## [Record excerpts]
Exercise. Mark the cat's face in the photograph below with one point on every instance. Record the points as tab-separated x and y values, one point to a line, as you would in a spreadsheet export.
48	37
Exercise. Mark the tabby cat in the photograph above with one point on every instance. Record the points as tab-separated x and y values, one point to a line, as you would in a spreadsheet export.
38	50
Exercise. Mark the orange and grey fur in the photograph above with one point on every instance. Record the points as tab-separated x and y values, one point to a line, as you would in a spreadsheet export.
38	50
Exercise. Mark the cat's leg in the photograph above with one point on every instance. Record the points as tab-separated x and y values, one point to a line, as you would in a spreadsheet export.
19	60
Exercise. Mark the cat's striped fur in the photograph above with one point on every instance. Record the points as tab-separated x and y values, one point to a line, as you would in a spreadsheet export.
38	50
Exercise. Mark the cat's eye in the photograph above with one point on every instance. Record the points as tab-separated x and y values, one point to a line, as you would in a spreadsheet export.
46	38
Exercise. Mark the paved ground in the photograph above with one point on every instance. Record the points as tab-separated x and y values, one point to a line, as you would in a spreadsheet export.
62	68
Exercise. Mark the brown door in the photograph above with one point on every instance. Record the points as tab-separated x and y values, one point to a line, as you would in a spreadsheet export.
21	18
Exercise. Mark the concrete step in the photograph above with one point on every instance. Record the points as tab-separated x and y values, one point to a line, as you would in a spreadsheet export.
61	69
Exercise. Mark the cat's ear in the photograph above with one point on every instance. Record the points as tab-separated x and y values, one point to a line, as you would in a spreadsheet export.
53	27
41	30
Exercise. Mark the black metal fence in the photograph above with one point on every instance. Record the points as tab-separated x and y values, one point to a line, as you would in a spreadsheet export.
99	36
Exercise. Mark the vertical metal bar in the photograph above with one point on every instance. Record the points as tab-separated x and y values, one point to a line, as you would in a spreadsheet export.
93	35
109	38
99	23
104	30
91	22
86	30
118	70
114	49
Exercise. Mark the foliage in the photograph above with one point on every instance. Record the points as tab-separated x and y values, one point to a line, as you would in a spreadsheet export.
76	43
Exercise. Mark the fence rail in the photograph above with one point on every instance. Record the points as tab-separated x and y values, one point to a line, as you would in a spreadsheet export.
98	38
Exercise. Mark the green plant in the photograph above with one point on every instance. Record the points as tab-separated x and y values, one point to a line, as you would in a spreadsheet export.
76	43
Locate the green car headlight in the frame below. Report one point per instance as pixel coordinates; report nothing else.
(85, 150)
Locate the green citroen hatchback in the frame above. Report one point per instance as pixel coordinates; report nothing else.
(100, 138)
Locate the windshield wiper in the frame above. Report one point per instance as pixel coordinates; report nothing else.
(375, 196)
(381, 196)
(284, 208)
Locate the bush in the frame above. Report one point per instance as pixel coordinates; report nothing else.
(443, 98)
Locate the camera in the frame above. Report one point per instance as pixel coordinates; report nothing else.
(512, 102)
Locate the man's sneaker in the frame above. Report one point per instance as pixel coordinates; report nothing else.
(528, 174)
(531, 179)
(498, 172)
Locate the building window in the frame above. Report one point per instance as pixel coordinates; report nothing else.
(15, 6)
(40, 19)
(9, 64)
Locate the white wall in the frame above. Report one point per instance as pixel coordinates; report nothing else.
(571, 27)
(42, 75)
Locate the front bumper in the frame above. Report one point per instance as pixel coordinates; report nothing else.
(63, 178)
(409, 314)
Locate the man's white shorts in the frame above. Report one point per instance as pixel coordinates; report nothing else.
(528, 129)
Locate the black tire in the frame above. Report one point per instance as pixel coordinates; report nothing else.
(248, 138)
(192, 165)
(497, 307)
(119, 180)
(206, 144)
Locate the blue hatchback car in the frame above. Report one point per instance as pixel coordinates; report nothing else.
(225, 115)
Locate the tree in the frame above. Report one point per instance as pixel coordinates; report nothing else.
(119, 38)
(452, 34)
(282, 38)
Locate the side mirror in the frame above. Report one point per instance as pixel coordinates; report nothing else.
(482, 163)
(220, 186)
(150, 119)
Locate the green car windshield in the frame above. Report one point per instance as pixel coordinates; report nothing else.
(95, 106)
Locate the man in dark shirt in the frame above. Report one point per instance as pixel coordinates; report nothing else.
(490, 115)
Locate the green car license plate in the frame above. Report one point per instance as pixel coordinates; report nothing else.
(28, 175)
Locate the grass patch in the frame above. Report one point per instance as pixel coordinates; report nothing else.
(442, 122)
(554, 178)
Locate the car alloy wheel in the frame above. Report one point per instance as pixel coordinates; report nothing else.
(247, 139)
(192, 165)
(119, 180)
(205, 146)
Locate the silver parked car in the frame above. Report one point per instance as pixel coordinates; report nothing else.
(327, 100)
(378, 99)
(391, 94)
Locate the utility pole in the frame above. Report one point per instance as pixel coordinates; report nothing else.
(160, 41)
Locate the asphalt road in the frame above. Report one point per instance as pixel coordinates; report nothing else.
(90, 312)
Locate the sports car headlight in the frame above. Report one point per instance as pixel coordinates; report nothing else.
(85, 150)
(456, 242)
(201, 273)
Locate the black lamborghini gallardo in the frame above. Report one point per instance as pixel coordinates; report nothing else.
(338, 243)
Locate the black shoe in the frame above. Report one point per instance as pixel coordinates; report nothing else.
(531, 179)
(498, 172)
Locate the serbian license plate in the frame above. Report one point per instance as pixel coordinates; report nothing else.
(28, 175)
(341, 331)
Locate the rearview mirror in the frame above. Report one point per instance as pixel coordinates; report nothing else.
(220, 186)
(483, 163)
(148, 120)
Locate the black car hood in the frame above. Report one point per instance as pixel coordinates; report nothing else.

## [Exercise brief]
Repeat each entry word for word.

## [Reply]
Exercise. Mark the cat's face in the photograph below with one point on every instance. Record the points as tab-separated x and y values, one point to a line, as you would in a spreadsheet export.
48	37
Exercise. Mark the tabby cat in the photograph above with one point on every instance. Record the points as tab-separated x and y values, one point to a line, as you would in a spreadsheet export.
38	50
Exercise. Mark the orange and grey fur in the photograph above with one point on every instance. Record the points as tab-separated x and y values, one point to a line, as you would in a spreadsheet export.
38	50
Exercise. Mark the cat's leg in the photograph above with one point on every instance. Record the points as tab-separated x and y values, one point to a line, as you would in a spreadsheet export.
19	60
Exercise. Mark the cat's striped fur in the photograph above with one point on every instance. Record the points as tab-separated x and y values, one point to a line, as you would in a spreadsheet export.
38	50
Exercise. Mark the cat's eye in the photograph above with one point on every instance. Record the points as tab-separated x and y values, one point to a line, as you would in a spreadsheet export.
46	38
Exercise. Mark the paved ground in the photograph above with one point on every instance. Record the points as tab-separated x and y values, one point to a line, as you would in a spreadsheet export.
62	68
Exercise. Mark the brown door in the photograph above with one point on every instance. Record the points as tab-separated x and y values, one point to a line, as you would in a spreadsheet export.
21	18
Exercise. Mark the concrete step in the photograph above with one point on every instance. Record the points as tab-separated x and y values, one point to a line, as you would in a spreadsheet export.
61	69
Exercise. Mark the cat's ear in the photograph above with one point on every instance. Record the points as tab-separated x and y values, one point to a line, as you would in a spreadsheet export.
53	27
41	30
Exercise. Mark the black metal fence in the photograph above with one point on every instance. Record the points as tab-separated x and y values, one point to a line, as you would in a spreadsheet export.
99	36
Exercise. Mark the vertical metal bar in the photograph above with one point on every instance. Record the points as tab-separated x and y values, one point to a line, as you would in a spreadsheet export.
93	35
109	38
99	23
104	30
91	22
86	30
118	70
114	49
Exercise. Mark the foliage in the photograph above with one point on every instance. Record the points as tab-separated x and y values, one point to a line, as you would in a spreadsheet export.
76	43
Exercise. Mark the fence rail in the photograph above with one point on every instance. Record the points as tab-separated x and y values, one point to a line, as you would in a spreadsheet export.
98	38
Exercise. Mark the green plant in the photograph above with one point on every instance. Record the points as tab-separated x and y values, one point to a line, as you would in a spreadsheet export.
76	43
Locate the green car headlight in the frame below. Report one point per instance as pixel coordinates; report nothing else.
(85, 150)
Locate the green citroen hatchback in the frame above. Report one point per instance as pixel coordinates; report nothing else.
(100, 138)
Locate the windshield wiper in the frame above. Report one point per instance as pixel coordinates; report nothing else.
(375, 196)
(381, 196)
(284, 208)
Locate the bush in the frame above. Report one point per instance as pixel coordinates; report nothing else.
(443, 98)
Locate the camera in the frame above. Report one point per instance as pixel coordinates; report nothing else.
(512, 102)
Locate the man's sneaker in the frame above. Report one point per instance as pixel coordinates; report nothing else.
(528, 174)
(531, 179)
(498, 172)
Locate the building window in the frame above. Report one point per instance as pixel coordinates; report nothing else.
(15, 6)
(40, 19)
(9, 64)
Locate the white wall in the frame above. Report one point per instance as pixel coordinates; report nothing else.
(571, 27)
(42, 75)
Locate the front bumper in the frame above. Report one point per instance as pixel coordinates; report nothing else.
(63, 178)
(409, 314)
Locate the man's white shorts in the frame above. Report one point per instance as pixel coordinates; report nothing else.
(528, 129)
Locate the black tire in the frame above. Report one point per instance as pixel coordinates; report nothing else.
(248, 138)
(192, 165)
(497, 307)
(119, 180)
(206, 144)
Locate the blue hatchback car in the frame above. Report one point per instance as pixel coordinates; report nothing else.
(225, 115)
Locate the tree in the frame above. Report one point per instance as pixel coordinates; report nothing else.
(119, 38)
(452, 34)
(282, 38)
Locate the side mirror in the frame above. Report one point per instance as pixel coordinates; report nothing else.
(482, 163)
(220, 186)
(150, 119)
Locate the green car windshield in the frame above. Report one point per instance as pixel coordinates; report nothing else.
(95, 106)
Locate the man in dark shirt in the frame above. Report one point per instance as pixel coordinates; report nothing else.
(490, 115)
Locate the green car license plate in the frame above. Report one point per instance as pixel coordinates; report nothing else.
(28, 175)
Locate the grass patch in the frame above. Report one point per instance as pixel coordinates; report nothing else.
(442, 122)
(554, 178)
Locate the car alloy wheel in the frame above. Report one point per instance as pixel coordinates; report nothing else.
(247, 139)
(192, 165)
(119, 180)
(205, 146)
Locate the silver parked car in the frame above. Report one point per instance as pixel coordinates; report nothing else.
(327, 100)
(378, 99)
(391, 94)
Locate the utility pole in the frame above. Report one point per instance as pixel coordinates; report nothing else.
(160, 41)
Locate the asphalt road in the frame above. Report one point per instance as pixel coordinates; report nothing else.
(90, 312)
Locate the sports car headlight in the frame above. Report one point per instance as pixel coordinates; report nothing else.
(85, 150)
(456, 242)
(201, 273)
Locate the black lamborghini gallardo in the frame above. Report one point per instance as pixel coordinates; report nothing else.
(338, 243)
Locate the black shoe in the frame above. Report one point per instance as pixel coordinates; report nothing else.
(531, 179)
(498, 172)
Locate the serbian license plate in the frame above. Report one point per instance as pixel coordinates; report nothing else.
(28, 175)
(341, 331)
Locate the rearview mirror in the frame above. Report one point per instance as pixel coordinates; report nothing else.
(220, 186)
(483, 163)
(148, 120)
Locate the black car hood in the frame above. Report one point per instance as pixel coordinates; report nothing else.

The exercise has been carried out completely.